[Source records]
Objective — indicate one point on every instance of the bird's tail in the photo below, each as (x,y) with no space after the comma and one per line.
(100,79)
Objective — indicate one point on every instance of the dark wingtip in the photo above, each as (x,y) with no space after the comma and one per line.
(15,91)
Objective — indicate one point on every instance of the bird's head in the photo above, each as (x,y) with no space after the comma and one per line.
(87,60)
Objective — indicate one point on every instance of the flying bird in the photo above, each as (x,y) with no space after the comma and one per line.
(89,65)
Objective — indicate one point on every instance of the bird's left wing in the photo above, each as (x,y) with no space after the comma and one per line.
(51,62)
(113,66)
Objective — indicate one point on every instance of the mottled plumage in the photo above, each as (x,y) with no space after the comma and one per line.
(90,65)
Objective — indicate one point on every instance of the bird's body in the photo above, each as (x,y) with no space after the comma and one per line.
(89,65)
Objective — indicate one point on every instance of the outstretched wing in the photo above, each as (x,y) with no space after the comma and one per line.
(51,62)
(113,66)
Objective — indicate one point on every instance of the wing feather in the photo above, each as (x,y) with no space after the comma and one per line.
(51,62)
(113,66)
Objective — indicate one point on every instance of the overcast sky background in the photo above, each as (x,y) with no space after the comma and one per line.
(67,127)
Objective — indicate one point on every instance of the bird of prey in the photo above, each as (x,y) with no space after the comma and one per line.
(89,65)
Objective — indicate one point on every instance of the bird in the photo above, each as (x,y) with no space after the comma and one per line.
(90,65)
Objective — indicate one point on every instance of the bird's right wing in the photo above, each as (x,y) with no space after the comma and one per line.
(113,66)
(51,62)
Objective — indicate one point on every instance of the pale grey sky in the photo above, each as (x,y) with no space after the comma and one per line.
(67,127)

> [WHAT IS REQUIRED]
Each record above needs to be reproduced exactly as written.

> [RESPONSE AREA]
Objective — indicate one point on every instance of the bird's tail in the photo below, each as (x,y) with no space after the comma and one per line.
(100,79)
Objective — indicate one point on every instance of the dark wingtip in the photo above, each as (x,y) with no space after the comma and one per line.
(15,91)
Objective — indicate one point on every instance of the bird's head in the photo above, each as (x,y) with no space after the comma and one per line.
(87,60)
Objective — indicate one point on every instance of the flying bird in the photo above, each as (x,y) with no space after the comma and one per line.
(89,65)
Objective — indicate one point on every instance of the bird's left wing in the photo above, each as (x,y) with no space after the comma and one per line.
(51,62)
(113,66)
Objective — indicate one point on every instance of the mottled plumage in the photo above, each as (x,y) with no space after the comma and one per line.
(90,65)
Objective — indicate one point on every instance of the bird's body in the photo above, each as (x,y) with no space after the comma and one per line.
(89,65)
Objective — indicate one point on every instance of the outstretched wing in the photo above, each as (x,y) with no space after the comma and one per line.
(51,62)
(113,66)
Objective — indicate one point on every instance of the wing feather in the photo above, each as (x,y) with no space after the comma and one per line.
(51,62)
(113,66)
Objective — indicate one point on every instance of the overcast sky background in the photo above, each as (x,y) with no space after the comma and one per line.
(67,127)
Objective — indicate one point on every instance of the bird of prey in the photo above, each as (x,y) with no space after the comma and one per line.
(89,65)
Objective — indicate one point on every instance of the bird in the photo above, each as (x,y) with no space after the comma and one per line.
(90,65)
Objective — indicate one point on every instance of the bird's right wing in the photo above, each as (x,y) with no space after the comma and one per line.
(113,66)
(51,62)
Objective — indicate one point on every instance of the pale grey sky in the photo above, each as (x,y) with no space after the comma and one per line.
(67,127)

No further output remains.